#### [Work to be completed]
Copy verbatim the lines of the records, starting with the line that contains "Expected: the pointer indicates a point on the chopped" and continuing through the final line of the records.

-------

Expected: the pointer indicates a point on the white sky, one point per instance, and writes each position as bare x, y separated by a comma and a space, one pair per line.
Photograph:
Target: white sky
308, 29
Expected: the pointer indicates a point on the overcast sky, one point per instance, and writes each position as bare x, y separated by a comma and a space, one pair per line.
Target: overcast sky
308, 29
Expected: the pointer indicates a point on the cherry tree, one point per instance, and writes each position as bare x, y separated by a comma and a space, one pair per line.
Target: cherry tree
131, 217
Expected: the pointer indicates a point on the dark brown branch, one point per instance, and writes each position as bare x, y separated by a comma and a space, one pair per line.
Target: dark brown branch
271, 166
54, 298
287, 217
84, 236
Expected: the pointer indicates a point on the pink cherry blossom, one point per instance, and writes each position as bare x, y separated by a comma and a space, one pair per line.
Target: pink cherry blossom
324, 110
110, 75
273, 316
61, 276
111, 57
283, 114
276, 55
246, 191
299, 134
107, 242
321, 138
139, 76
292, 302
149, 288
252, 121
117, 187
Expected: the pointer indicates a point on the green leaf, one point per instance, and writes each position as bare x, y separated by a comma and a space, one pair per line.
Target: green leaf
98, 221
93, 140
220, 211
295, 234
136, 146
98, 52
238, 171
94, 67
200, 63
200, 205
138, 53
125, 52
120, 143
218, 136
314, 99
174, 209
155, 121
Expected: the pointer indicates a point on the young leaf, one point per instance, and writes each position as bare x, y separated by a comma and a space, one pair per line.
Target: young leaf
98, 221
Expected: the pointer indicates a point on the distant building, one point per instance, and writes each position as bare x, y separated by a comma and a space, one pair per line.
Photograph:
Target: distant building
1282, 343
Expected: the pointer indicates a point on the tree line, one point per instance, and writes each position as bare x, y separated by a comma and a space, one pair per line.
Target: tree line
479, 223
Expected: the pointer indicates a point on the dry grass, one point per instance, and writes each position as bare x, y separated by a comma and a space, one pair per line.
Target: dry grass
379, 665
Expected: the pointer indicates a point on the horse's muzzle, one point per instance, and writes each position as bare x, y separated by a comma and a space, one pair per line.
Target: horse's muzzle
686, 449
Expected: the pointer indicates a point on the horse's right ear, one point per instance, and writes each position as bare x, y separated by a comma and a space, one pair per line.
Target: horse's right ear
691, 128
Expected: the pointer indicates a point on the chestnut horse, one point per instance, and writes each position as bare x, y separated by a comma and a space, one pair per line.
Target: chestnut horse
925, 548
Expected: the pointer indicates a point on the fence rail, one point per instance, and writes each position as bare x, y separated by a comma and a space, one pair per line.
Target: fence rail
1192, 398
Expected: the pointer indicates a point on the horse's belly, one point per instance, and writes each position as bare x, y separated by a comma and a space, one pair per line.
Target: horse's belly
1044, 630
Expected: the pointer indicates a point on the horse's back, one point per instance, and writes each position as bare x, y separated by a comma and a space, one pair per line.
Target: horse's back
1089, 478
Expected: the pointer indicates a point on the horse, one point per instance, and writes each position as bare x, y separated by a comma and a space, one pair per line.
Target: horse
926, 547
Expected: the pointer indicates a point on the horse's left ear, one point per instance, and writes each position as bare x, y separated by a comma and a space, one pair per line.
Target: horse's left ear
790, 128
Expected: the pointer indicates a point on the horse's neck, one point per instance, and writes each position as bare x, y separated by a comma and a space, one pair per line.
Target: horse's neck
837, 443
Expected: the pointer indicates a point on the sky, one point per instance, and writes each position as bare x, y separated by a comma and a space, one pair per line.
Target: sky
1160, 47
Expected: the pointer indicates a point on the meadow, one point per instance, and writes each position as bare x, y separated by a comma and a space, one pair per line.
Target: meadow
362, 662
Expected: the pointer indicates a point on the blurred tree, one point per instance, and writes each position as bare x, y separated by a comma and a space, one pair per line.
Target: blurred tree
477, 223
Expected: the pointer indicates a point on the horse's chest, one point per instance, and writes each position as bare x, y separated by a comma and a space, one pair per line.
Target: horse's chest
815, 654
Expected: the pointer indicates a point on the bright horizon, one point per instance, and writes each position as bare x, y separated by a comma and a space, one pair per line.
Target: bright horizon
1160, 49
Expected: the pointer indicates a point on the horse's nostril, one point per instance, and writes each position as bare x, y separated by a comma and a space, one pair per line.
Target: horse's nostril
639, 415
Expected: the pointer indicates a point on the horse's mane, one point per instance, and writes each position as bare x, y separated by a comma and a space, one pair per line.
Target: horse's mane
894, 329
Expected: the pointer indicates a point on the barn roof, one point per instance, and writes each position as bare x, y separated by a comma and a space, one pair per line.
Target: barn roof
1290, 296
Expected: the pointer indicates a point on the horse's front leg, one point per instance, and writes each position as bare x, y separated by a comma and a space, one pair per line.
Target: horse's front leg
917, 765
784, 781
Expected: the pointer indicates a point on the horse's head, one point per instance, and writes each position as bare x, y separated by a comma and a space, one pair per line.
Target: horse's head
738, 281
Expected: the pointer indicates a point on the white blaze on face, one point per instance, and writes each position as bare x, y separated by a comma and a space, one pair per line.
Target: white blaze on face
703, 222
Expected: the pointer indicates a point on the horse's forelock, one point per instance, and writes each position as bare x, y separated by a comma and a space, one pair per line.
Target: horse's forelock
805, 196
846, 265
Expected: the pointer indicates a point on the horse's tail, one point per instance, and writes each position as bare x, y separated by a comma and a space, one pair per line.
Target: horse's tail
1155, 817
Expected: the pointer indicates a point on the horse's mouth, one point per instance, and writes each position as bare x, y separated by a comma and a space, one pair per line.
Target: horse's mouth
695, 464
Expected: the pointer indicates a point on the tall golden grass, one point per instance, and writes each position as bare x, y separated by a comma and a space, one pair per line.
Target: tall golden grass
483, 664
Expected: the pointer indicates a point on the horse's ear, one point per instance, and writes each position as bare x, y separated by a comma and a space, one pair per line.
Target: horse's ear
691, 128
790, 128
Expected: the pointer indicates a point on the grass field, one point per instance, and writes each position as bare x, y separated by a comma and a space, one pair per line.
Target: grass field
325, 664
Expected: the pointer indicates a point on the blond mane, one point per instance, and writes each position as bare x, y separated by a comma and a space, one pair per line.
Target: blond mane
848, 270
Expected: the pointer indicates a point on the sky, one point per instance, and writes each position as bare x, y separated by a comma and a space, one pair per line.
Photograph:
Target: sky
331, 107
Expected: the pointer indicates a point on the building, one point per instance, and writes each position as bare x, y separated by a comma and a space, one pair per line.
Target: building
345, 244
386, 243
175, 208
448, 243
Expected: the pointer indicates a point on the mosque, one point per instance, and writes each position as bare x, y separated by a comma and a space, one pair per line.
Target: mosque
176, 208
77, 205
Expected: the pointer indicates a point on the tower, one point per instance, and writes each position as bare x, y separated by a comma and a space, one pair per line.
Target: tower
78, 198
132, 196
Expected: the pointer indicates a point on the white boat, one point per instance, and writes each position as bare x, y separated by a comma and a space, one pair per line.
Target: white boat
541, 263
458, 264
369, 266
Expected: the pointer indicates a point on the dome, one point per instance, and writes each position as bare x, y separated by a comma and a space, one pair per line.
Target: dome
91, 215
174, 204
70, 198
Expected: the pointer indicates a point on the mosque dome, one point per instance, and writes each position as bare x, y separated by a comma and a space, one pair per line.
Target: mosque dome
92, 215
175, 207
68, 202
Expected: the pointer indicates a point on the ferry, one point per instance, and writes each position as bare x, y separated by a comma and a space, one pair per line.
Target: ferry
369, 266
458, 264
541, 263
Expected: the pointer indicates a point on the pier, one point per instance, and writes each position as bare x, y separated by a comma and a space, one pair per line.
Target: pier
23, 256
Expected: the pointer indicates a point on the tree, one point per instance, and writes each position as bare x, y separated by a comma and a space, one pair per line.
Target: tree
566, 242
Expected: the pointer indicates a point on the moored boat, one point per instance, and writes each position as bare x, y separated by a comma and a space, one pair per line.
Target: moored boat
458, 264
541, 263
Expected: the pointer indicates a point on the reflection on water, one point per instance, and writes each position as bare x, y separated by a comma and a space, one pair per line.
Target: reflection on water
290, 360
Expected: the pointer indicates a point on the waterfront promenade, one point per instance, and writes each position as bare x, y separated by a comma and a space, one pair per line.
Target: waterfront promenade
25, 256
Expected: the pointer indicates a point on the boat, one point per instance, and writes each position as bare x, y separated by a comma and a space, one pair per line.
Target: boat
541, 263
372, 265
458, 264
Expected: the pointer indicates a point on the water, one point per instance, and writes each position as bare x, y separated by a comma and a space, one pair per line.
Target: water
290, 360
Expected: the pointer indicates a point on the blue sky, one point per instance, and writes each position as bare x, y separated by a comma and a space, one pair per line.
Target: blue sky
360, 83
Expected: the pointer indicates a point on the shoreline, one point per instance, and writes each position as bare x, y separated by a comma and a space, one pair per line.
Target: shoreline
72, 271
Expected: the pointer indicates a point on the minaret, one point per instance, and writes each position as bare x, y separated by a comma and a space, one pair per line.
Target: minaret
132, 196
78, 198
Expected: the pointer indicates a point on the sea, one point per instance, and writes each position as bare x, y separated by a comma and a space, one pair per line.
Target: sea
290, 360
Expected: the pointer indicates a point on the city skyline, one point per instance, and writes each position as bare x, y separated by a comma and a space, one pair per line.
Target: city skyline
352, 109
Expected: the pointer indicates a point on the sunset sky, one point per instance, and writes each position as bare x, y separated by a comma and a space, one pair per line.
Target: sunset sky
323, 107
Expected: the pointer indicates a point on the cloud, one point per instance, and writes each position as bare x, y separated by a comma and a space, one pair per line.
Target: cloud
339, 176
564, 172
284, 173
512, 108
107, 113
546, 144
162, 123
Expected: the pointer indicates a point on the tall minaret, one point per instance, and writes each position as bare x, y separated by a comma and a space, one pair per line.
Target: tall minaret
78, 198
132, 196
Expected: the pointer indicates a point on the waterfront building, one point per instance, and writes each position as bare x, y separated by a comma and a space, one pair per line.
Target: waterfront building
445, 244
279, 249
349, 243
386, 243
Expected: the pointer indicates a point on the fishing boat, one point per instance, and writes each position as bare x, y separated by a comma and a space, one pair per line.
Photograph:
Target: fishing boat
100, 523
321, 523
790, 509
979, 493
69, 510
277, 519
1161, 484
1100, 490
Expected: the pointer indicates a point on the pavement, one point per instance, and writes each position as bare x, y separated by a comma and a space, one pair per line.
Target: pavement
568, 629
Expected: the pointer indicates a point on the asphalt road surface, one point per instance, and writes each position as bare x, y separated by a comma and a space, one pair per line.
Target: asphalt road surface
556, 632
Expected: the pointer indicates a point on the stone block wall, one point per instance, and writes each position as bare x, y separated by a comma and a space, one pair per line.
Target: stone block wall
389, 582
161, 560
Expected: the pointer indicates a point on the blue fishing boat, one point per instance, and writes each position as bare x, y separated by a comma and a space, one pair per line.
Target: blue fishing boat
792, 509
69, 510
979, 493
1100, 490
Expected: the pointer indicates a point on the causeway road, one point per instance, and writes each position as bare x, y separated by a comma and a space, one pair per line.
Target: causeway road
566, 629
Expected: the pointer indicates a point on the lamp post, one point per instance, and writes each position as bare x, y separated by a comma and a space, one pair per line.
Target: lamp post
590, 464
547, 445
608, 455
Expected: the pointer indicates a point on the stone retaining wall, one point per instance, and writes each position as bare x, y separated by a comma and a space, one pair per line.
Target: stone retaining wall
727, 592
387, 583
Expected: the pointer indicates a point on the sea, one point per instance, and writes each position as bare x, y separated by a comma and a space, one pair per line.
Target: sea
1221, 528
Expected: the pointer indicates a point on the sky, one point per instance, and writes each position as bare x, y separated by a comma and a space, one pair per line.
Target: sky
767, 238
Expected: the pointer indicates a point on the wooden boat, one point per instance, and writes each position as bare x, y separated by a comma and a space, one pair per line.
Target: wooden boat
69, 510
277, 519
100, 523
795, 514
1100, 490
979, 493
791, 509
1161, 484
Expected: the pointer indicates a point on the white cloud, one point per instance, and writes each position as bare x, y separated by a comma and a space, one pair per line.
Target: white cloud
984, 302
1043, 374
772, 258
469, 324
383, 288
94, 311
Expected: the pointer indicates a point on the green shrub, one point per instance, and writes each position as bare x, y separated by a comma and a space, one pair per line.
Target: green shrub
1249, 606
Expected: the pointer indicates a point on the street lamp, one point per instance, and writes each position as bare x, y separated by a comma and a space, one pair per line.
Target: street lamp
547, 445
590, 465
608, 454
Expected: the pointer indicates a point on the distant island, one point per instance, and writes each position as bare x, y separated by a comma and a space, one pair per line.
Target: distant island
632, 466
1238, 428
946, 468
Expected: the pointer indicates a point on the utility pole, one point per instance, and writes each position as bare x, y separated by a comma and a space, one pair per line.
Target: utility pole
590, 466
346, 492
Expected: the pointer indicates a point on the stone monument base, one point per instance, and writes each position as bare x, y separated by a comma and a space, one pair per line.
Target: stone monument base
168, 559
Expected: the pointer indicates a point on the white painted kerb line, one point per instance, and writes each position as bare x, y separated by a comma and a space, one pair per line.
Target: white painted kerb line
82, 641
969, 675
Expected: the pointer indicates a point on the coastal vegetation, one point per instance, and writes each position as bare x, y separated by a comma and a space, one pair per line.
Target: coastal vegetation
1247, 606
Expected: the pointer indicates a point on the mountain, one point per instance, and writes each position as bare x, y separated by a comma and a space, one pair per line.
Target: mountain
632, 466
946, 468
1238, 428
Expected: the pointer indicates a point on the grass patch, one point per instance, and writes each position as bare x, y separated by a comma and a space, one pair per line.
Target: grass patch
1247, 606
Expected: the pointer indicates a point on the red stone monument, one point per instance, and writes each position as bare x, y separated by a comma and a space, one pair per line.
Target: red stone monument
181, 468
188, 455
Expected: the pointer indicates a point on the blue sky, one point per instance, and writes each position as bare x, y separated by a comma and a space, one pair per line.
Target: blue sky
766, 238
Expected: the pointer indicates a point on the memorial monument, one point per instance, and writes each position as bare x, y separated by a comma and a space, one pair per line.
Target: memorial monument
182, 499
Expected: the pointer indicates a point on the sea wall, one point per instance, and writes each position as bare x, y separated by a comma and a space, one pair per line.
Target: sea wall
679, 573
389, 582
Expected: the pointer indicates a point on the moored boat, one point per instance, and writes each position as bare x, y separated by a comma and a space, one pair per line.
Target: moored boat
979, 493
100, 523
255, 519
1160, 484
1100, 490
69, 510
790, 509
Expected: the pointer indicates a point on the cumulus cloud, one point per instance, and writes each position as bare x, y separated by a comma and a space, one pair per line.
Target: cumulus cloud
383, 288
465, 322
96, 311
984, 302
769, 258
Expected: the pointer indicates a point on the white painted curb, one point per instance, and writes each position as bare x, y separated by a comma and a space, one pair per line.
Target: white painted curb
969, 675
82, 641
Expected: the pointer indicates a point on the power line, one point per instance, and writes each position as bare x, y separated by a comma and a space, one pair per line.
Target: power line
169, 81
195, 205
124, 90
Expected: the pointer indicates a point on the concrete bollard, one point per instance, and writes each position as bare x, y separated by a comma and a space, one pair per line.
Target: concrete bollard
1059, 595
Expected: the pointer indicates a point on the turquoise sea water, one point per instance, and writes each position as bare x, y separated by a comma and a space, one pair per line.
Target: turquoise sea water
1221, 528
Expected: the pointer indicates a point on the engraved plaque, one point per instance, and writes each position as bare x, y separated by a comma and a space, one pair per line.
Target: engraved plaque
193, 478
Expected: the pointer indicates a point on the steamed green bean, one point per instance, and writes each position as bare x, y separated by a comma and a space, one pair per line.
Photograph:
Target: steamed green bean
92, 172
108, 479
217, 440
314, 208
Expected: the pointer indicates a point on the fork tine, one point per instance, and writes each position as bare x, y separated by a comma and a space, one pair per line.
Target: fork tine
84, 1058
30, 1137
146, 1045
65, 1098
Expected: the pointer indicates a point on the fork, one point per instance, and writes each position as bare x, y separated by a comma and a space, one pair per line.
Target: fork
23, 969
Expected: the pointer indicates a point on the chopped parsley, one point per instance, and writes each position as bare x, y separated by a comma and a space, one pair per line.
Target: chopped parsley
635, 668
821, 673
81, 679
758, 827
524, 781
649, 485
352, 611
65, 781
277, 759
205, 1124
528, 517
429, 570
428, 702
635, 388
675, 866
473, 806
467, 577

-------

#### [Result]
Expected: the pointer indicates a point on the chopped parsley, one point per instance, and writes each position as bare x, y separated by a comma and a space, one pair per line.
Target: chopped parsley
635, 668
821, 673
81, 679
758, 827
524, 781
649, 485
352, 611
65, 781
277, 759
205, 1124
528, 517
429, 570
428, 702
635, 388
675, 866
473, 806
467, 577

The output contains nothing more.